ENTRIES SUPPLIED
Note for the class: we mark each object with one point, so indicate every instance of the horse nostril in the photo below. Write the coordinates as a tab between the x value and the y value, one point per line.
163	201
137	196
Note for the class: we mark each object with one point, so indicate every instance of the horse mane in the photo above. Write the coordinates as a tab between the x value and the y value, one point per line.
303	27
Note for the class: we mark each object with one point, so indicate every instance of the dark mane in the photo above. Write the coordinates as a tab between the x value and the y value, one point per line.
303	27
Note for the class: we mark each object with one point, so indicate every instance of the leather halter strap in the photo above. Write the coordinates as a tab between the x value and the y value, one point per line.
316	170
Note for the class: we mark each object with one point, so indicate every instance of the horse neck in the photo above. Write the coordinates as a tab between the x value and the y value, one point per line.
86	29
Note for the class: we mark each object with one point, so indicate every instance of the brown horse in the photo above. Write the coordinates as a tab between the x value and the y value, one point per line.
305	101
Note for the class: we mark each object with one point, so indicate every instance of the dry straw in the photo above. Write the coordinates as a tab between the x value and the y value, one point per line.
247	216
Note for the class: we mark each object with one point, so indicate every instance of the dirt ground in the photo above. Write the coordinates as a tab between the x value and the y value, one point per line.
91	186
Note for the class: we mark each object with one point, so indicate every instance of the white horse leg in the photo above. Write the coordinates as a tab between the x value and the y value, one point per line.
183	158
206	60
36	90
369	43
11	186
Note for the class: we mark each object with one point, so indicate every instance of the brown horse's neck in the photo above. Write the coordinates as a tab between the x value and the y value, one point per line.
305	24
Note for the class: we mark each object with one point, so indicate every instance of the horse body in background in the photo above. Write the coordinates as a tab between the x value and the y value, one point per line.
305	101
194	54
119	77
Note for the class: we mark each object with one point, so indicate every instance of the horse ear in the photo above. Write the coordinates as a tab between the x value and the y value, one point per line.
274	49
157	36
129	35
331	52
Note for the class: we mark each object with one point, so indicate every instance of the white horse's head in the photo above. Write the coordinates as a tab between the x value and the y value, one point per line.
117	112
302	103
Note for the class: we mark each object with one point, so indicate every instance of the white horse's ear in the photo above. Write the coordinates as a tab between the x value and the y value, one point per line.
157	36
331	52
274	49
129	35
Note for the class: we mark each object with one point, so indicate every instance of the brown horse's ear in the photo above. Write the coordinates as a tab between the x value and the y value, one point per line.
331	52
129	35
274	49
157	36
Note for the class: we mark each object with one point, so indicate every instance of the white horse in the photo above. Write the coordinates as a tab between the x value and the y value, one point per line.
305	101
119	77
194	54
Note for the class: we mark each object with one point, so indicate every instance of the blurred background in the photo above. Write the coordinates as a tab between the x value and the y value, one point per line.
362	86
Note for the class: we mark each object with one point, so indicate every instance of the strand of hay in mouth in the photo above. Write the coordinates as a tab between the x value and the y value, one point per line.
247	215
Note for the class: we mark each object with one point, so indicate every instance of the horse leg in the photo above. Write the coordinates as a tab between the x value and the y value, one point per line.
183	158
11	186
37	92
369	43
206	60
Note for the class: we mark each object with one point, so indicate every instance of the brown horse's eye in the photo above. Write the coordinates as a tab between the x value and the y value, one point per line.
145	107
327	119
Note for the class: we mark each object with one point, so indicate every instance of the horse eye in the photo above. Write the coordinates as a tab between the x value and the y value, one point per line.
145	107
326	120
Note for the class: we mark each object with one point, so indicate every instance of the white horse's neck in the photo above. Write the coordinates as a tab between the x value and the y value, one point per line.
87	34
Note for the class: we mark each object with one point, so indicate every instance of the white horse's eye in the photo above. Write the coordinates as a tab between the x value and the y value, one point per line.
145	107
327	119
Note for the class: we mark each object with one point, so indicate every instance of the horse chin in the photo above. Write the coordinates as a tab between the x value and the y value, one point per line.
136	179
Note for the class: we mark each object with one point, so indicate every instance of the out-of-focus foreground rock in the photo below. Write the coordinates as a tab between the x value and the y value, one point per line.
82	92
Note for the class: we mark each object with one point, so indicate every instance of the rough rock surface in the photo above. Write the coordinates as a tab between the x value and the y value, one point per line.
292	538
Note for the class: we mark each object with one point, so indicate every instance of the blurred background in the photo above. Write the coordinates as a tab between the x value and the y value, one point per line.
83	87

WHAT YOU HAVE TO DO
Extract the whole listing, character for character.

CORRECT OUTPUT
Note for the class: we mark each object with one point, so indicate every instance of the horse nostril in the photo below. Write the coordinates as a tab between the x value and the y value, one point per line.
163	201
137	196
Note for the class: we mark each object with one point, so indicate every instance of the horse mane in the photo above. Write the coordinates as a tab between the x value and the y value, one point per line.
303	27
Note for the class: we mark each object with one point, so indicate every instance of the dark mane in the photo above. Write the coordinates as a tab between the x value and the y value, one point per line.
303	27
Note for the class: we mark each object with one point, so indicate every instance of the leather halter strap in the photo above. Write the coordinates as a tab between the x value and the y value, one point per line.
316	170
Note for the class: we mark each object with one point, so indicate every instance of the horse neck in the photo above. Write the coordinates as a tab between the x value and the y value, one point per line.
86	29
Note for the class: we mark each object with one point, so indicate every instance of the brown horse in the photo above. Write the coordinates as a tab between the x value and the y value, one point per line.
305	101
Note for the class: we mark each object with one point, so indicate every instance of the dry straw in the photo above. Write the coordinates as a tab between the x value and the y value, one point per line.
247	216
Note for the class: we mark each object with one point, so indicate every instance of the dirt ground in the photo above. Write the coordinates as a tab between the x value and the y value, one point per line.
91	186
Note for the class: we mark each object with one point, so indicate every instance of the white horse leg in the photo above. Write the coordinates as a tab between the x value and the y value, one point per line.
183	158
206	60
36	90
369	43
11	186
Note for the class: we mark each object with one point, so indicate every instance of the brown horse's neck in the photo above. Write the coordinates as a tab between the x value and the y value, one point per line.
305	24
Note for the class: we mark each object with one point, so indicate every instance of the horse body in background in the photo above. Write the coordinates as a tab between the x value and the y value, one point per line.
305	101
194	54
119	77
Note for the class: we mark each object with one point, so indicate every instance of the horse ear in the photo above. Write the coordinates as a tab between the x value and the y value, one point per line.
274	49
157	36
129	35
331	52
Note for the class: we mark each object with one point, so indicate every instance of the white horse's head in the photo above. Write the coordinates as a tab between the x value and the y value, one point per line.
117	112
302	103
Note for the class: we mark each object with one point, so indicate every instance of the white horse's ear in the photo above. Write the coordinates as a tab between the x value and the y value, one point per line.
157	36
331	52
274	49
129	35
Note for the class: we mark each object with one point, so indicate every instance of the brown horse's ear in the photo above. Write the coordinates as a tab between the x value and the y value, one point per line.
331	52
129	35
274	49
157	36
Note for the class: we mark each object with one point, so indicate every instance of the white horse in the photo above. Write the coordinates as a tab between the x value and the y value, one point per line.
305	101
119	77
194	54
Note for the class: we mark each object with one point, so indicate every instance of the blurred background in the photo above. Write the coordinates as a tab between the x value and the y value, one point per line.
362	86
Note for the class: we mark each object with one point, so indicate every instance of the strand of hay in mouth in the photo above. Write the coordinates as a tab between the x value and the y value, one point per line.
247	215
Note for the class: we mark each object with one point, so indicate every instance of the horse leg in the photo above. Write the coordinates as a tab between the x value and the y value, one point per line.
183	158
11	186
37	92
369	43
206	60
Note for the class: we mark each object with one point, so indicate every instance of the brown horse's eye in the photo above. Write the coordinates as a tab between the x value and the y value, one point per line.
145	107
327	119
Note for the class: we mark each object with one point, so indicate every instance of the horse eye in the photo above. Write the coordinates as a tab between the x value and the y value, one point per line.
145	107
326	120
Note for the class: we mark each object with one point, so indicate every instance of the white horse's neck in the photo above. Write the coordinates as a tab between the x value and the y value, one point per line.
87	34
Note for the class: we mark each object with one point, so indicate every instance of the white horse's eye in the photo above. Write the coordinates as a tab between the x value and the y value, one point per line.
145	107
327	119
Note for the class: we mark each object with one point, so indicate every instance of the horse chin in the photo above. Write the coordinates as a tab between the x value and the y value, one point per line.
136	179
Note for the class: we mark each object with one point, so indicate every instance of the out-of-focus foreground rock in the photo below. Write the coordinates as a tab between the x value and the y value, one point per line.
82	92
Note for the class: we mark each object with one point, so indicate every instance of the rough rock surface in the photo above. Write the coordinates as a tab between the x value and the y value, one point per line.
292	538
Note for the class: we mark each object with one point, so indicate every instance of the blurred background in the photo above. Write the coordinates as a tab between the x value and the y value, one point per line.
83	87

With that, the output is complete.